- **取り組む作業**: 足関節捻挫の文章から、「足関節捻挫後、定期的に発症す」で始まり「の有用性高く報告されている。」まで続く部分を、一字も変えずに書き写してください。

- **本文の一部**:
Grade2:靭帯の部分断裂で、中等度の腫脹と痛みがあり圧痛を伴うもの。
Grade3:靭帯の完全断裂で、著明な腫脹と疼痛があり機能障害と構造的不安定性があるもの。
足関節捻挫後、定期的に発症する制御不能かつ予測不能な後足部の過度な内がえしが生じ、主観的不安定感がある状態。靭帯の断裂による構造的不安定性と固有受容器感覚低下による機能的不安定の2要因がある。
評価
視診・触診だけでは不十分な場合が多く、レントゲンによる骨折の有無だけではなく、重症度や慢性足関節不安定と関係がある構造的不安定性は、主にストレスX線や MRI、超音波等の画像検査と徒手的に関節にストレスを加える徒手検査によって行われる。以前はレントゲンやMRIによる画像診断が主流であったが、超音波検査の有用性高く報告されている。
当院には診察室に3台、リハ室に2台のエコーが完備しており、医師・リハビリスタッフも患部の状態の確認ができます。
内反捻挫で受傷する組織
受傷が多い組織は前距腓靭帯であるが、踵腓靭帯、長・短腓骨筋腱、二分靭帯などの足関節外側ある組織が代表的である。足関 節内側に位置する三角靭帯や後脛骨筋腱などの軟部組織損傷や骨軟骨損傷も合併していることもある。また、前下脛腓靭帯損傷は重症度によっては免荷する期間がある。損傷部によって治療方針が異なるので診断が非常に大切となります。
保存療法の経過
一般的には足関節捻挫は約2週間の安静治療後、約6週間の理学療法を経て全体の90%が社会復帰可能となる。スポーツ活動の再開には約12週間の理学療法を経て60〜90%が復帰可能となる。足関節捻挫後の骨折は明確なレッドフラッグであり、捻挫後にOttawa ankle RulesでX線画像上で骨折を除外した上で48時間以内に歩行が可能であれば予後は良好です。
軽症では、受傷後2週内に疼痛は消失し、足関節機能は完全に回復をする。
ただし、受傷一年後には5〜33%で疼痛は5〜33%であり、受傷後1年後には5〜33%で疼痛が、3〜34%で足関節不安感が残存する場合があります。
スポーツ復帰の基準について
足関節捻挫後のリハビリテーションにおいて、ランニングやスポーツ復帰の許可の基準となる主な指標は以下のようなものがあります。
一般的なリハビリ評価
- 関節可動域
足関節の背屈、底屈、内反、外反の可動域が正常範囲に回復していること - 筋力
足関節周囲の筋力が健側と同等まで回復していること
特に足底屈筋群と足背屈筋群の筋力が重要 - 歩行・ 動作
通常の歩行が可能で、階段昇降や方向転換などの日常動作に支障がないこと - 安定性・バランス
片足立ちテストや動的バランステストで良好な成績が得られること - 機能テスト
ホップテストやジャンプテストなどのスポーツ特異的な動作が問題なく行えること
足関節の機能評価
- Cumberland Ankle Instability Tool (CAIT)
足関節の不安定性を主観的に評価するアンケートテスト - Star Excursion Balance Test (SEBT)
8方向への動的バランス能力を評価するテスト - Y-Balance Test
SEBTの簡易版で、3方向への動的バランス能力を評価 - Single Leg Hop Test
片足でのホップ距離を測定し、筋力やパフォーマンスを評価 - Triple Hop Test
3回連続のホップ距離を測定し、筋力やパフォーマンスを評価 - Crossover Triple Hop Test
3回のホップ距離を斜め方向に測定
これらのテストを組み合わせて実施することで、足関節の安定性、筋力、バランス能力などの総合的な機能評価が可能となります。テスト結果は、リハビリの進捗状況の確認や、ランニングやスポーツ復帰の判断材料となります。ただしエコーなどによる患部の状態など総合的な評価を行うことが重要です。個人差も大きいため、担当医や理学療法士と相談しながら、適切な判断をすることが求められます。

保存された記録
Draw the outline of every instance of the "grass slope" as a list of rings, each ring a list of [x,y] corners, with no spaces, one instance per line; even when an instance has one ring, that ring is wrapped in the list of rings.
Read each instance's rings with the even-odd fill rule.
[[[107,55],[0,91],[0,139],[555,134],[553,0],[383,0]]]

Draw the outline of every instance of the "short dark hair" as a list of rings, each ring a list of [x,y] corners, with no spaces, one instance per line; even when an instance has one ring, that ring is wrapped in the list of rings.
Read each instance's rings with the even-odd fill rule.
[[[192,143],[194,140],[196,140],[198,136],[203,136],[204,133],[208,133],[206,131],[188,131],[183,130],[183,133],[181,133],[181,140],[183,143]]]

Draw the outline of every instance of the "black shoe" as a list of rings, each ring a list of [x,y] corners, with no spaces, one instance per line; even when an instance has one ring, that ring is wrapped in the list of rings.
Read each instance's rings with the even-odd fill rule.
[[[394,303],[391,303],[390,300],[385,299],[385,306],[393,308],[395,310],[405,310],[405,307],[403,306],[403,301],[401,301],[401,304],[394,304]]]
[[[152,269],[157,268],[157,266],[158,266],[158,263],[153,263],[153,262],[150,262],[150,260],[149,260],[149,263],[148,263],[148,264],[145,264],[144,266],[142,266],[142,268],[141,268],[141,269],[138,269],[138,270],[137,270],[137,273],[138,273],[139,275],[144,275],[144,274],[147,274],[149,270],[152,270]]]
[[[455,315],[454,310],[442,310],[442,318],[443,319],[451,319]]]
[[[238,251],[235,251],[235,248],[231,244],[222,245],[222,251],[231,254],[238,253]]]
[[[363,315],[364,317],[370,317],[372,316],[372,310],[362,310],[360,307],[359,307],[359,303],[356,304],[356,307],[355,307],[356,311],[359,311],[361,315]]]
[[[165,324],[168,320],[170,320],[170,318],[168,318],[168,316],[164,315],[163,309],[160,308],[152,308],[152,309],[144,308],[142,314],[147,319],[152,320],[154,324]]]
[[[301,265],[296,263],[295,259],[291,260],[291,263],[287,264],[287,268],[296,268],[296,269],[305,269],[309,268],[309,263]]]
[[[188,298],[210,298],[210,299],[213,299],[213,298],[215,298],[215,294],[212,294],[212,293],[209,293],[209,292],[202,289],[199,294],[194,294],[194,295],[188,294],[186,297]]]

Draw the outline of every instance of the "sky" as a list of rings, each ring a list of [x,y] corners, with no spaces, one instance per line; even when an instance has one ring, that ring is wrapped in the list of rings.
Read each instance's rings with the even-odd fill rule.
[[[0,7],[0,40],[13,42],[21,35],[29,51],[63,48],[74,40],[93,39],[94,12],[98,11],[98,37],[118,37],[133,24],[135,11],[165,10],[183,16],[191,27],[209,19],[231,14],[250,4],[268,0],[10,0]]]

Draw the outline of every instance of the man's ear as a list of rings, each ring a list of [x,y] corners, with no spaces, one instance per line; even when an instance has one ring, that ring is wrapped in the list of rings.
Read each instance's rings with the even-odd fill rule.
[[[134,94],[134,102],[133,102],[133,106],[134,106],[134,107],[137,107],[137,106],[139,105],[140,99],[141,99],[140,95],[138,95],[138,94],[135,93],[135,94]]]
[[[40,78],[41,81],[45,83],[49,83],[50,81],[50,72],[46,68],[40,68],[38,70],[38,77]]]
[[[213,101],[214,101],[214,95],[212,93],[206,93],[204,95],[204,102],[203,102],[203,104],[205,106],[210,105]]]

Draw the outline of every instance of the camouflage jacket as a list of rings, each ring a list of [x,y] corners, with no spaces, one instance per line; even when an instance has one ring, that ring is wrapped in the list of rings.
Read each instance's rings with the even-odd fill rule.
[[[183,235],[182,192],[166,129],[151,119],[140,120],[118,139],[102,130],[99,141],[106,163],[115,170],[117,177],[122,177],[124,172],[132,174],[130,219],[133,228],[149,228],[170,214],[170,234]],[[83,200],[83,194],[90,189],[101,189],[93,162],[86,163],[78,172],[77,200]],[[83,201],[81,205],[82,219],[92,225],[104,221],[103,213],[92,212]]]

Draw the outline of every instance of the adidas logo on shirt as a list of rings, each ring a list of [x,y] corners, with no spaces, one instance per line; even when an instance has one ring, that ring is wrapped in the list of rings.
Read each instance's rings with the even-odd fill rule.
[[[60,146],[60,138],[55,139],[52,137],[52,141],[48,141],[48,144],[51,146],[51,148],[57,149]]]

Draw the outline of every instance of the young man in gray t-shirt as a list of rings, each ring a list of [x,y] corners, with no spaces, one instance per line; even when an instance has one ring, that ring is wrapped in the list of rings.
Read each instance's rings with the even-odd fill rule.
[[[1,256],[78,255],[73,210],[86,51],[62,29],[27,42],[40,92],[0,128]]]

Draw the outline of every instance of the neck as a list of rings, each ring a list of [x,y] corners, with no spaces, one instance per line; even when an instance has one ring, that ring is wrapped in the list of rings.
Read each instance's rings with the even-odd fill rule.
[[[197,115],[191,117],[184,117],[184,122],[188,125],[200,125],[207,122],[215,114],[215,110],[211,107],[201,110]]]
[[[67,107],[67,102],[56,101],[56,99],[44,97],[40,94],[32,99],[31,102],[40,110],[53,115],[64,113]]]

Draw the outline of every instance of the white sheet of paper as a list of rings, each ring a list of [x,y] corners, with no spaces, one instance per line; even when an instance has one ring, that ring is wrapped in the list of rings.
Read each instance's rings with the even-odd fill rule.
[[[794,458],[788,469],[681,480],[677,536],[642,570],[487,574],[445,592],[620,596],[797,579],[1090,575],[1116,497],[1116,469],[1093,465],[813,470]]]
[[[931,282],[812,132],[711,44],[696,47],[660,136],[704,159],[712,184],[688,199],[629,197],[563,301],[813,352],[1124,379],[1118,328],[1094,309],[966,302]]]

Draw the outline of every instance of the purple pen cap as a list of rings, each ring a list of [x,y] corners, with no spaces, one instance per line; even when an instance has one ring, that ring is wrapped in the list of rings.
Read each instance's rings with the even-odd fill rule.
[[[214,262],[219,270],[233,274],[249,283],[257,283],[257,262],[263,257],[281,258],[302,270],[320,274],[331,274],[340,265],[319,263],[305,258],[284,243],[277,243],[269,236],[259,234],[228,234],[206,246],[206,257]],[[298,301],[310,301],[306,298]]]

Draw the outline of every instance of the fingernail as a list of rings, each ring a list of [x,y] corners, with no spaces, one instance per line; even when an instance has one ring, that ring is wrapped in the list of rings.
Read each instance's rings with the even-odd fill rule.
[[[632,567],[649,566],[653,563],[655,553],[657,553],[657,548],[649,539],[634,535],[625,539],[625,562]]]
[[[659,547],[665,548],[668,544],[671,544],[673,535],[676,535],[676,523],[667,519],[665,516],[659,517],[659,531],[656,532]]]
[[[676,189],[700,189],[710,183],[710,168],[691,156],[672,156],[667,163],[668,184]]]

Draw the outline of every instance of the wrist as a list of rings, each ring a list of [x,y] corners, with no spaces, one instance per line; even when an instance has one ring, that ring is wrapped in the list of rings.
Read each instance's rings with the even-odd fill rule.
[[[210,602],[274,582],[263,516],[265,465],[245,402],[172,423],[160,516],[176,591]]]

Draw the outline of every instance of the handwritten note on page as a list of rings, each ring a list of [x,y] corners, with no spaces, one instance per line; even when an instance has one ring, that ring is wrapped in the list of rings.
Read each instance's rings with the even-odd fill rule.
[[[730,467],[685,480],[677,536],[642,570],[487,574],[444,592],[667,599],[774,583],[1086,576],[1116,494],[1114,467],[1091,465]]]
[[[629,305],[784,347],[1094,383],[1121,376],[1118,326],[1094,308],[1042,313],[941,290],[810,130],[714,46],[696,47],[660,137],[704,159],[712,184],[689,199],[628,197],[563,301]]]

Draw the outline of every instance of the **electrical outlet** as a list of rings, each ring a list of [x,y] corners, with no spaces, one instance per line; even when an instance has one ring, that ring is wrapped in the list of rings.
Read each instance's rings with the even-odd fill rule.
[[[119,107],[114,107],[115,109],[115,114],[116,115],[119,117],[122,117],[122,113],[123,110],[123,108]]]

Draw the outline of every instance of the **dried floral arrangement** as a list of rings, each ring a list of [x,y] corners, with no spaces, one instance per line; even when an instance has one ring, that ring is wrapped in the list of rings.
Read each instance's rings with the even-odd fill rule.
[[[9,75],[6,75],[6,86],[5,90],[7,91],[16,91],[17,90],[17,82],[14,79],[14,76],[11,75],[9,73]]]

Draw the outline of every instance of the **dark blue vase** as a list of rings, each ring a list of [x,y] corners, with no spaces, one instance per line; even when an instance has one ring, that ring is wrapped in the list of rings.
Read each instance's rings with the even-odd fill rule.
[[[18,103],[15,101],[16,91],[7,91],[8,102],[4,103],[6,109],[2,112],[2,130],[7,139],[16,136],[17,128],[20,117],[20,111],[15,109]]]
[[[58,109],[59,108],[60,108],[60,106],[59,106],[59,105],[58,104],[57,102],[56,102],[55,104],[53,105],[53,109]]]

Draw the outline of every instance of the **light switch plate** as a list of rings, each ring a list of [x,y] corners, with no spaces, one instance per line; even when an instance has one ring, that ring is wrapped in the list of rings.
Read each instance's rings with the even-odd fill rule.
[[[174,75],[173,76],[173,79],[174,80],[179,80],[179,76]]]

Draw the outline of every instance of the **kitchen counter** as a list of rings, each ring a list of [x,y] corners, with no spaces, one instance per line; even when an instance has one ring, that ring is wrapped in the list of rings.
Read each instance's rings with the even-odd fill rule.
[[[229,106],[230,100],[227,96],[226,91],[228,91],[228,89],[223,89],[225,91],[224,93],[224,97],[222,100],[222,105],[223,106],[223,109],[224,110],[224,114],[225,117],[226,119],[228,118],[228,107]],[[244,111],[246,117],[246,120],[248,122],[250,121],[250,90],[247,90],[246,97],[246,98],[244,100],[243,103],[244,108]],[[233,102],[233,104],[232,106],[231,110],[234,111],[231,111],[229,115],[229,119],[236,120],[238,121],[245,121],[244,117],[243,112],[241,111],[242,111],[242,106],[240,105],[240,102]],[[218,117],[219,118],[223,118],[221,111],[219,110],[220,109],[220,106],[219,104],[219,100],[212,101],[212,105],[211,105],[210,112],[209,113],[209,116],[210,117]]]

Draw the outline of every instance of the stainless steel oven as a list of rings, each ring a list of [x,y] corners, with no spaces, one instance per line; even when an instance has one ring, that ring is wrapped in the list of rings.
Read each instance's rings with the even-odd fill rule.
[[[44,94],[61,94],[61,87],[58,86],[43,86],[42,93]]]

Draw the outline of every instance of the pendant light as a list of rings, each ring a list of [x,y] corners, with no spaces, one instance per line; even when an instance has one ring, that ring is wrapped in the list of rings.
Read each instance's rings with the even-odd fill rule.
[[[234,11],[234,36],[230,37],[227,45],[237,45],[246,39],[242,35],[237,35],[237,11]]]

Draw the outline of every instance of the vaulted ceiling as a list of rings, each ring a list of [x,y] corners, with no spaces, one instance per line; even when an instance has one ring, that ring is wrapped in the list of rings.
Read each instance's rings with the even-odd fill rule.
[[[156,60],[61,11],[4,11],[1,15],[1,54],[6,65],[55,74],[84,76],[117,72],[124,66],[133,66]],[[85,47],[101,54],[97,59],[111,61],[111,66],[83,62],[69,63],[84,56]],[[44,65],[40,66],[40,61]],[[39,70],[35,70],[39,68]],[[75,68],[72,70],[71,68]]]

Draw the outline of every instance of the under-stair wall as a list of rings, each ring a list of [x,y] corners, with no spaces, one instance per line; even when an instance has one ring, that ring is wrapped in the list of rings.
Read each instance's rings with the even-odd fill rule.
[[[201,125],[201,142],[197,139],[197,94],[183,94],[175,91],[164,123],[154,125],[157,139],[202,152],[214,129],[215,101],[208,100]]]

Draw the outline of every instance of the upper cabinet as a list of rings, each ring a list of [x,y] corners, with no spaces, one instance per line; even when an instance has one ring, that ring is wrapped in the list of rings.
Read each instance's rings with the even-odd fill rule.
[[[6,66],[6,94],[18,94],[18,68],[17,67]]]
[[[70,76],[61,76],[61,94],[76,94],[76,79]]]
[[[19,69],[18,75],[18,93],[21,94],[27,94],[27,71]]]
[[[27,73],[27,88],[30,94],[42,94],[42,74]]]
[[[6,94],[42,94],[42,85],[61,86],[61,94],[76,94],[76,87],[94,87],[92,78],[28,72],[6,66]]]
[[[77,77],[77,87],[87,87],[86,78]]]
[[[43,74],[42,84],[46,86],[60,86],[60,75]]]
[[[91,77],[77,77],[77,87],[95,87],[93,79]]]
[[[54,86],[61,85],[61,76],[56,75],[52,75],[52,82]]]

- **回答**:
足関節捻挫後、定期的に発症する制御不能かつ予測不能な後足部の過度な内がえしが生じ、主観的不安定感がある状態。靭帯の断裂による構造的不安定性と固有受容器感覚低下による機能的不安定の2要因がある。
評価
視診・触診だけでは不十分な場合が多く、レントゲンによる骨折の有無だけではなく、重症度や慢性足関節不安定と関係がある構造的不安定性は、主にストレスX線や MRI、超音波等の画像検査と徒手的に関節にストレスを加える徒手検査によって行われる。以前はレントゲンやMRIによる画像診断が主流であったが、超音波検査の有用性高く報告されている。